Aim ▸
Show every line below that contains the word "white", copied in full, one per line. Match case exactly.

Data in this exercise ▸
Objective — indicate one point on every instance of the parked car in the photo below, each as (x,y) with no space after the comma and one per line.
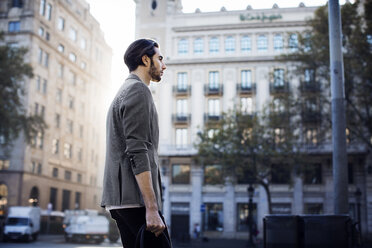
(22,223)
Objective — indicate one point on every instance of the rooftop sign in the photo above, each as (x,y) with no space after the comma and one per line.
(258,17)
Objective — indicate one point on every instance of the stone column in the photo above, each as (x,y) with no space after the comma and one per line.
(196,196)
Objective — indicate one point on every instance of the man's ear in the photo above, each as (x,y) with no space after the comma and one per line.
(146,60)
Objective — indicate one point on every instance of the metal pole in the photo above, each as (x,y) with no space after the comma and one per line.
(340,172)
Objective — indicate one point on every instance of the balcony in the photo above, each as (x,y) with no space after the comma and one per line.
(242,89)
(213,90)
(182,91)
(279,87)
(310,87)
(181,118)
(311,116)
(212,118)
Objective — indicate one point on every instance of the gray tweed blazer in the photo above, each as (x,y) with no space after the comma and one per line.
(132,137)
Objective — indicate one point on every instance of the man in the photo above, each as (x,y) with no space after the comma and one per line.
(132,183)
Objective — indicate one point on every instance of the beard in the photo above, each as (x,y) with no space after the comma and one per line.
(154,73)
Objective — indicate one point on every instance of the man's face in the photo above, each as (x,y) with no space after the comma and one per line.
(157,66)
* * *
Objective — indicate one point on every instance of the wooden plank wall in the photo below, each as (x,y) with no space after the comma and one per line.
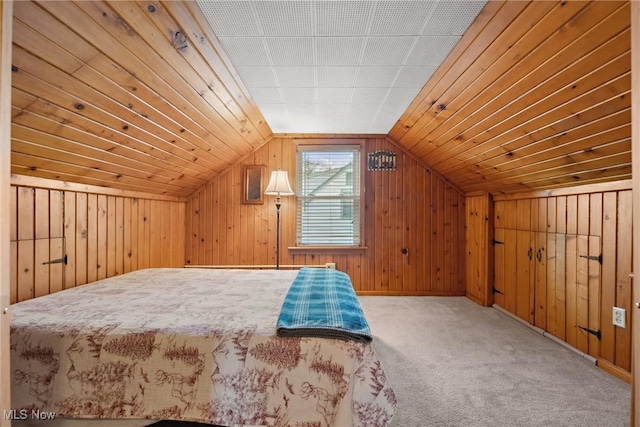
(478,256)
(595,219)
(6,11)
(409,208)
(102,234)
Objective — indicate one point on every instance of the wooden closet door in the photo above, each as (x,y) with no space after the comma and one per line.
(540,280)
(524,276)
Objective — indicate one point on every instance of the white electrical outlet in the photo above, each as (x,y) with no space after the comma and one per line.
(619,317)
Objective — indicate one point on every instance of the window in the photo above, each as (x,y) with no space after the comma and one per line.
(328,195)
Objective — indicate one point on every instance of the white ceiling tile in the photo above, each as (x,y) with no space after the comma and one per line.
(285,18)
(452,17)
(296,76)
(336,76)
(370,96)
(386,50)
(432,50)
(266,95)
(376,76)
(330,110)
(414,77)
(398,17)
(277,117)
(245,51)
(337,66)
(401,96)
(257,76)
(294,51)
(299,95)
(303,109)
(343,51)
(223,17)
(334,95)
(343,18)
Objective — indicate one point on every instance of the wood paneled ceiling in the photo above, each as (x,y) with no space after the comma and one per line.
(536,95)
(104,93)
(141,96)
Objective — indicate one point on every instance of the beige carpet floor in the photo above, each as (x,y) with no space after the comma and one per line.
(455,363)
==
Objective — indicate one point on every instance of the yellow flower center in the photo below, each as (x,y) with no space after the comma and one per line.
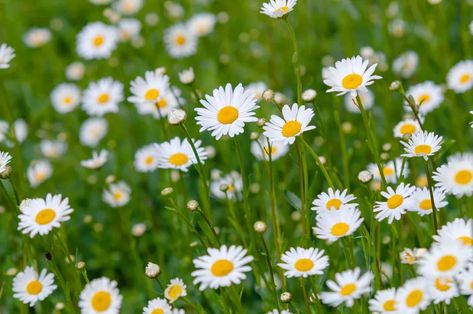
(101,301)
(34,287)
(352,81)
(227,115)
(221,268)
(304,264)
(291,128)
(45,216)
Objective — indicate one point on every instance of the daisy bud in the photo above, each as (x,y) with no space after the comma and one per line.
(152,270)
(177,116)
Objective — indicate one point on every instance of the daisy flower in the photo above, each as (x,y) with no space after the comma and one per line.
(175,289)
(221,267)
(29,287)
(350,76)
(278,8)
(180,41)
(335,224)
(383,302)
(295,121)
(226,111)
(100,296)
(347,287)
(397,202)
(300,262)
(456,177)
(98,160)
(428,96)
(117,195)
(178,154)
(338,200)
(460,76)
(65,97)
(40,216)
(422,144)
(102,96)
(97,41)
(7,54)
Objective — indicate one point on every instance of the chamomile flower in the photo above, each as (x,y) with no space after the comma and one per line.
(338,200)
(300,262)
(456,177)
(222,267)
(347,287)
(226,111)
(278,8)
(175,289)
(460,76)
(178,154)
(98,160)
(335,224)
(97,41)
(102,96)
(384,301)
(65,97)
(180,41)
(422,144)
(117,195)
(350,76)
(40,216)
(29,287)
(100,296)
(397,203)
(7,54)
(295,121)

Solution below ▸
Objective — indicate one point on every instance of the white electrical outlet in the photo above, each as (x,y) with no space after the comma and one per line.
Objective — indicate one point on every instance of the white ceiling tile in the photo above, each as (x,y) with no space after the comma and one per line.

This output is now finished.